ENTRIES SHOWN
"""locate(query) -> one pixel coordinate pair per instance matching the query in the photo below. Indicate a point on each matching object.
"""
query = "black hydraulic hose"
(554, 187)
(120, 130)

DIRECTIONS
The data given before this task must be transcribed exactly and in full.

SOLUTION TO THIS PROBLEM
"""locate(query) -> one pixel coordinate pair per instance matching the query in the photo below. Indicate a point on each matching object.
"""
query = "black hydraulic hose"
(554, 187)
(120, 130)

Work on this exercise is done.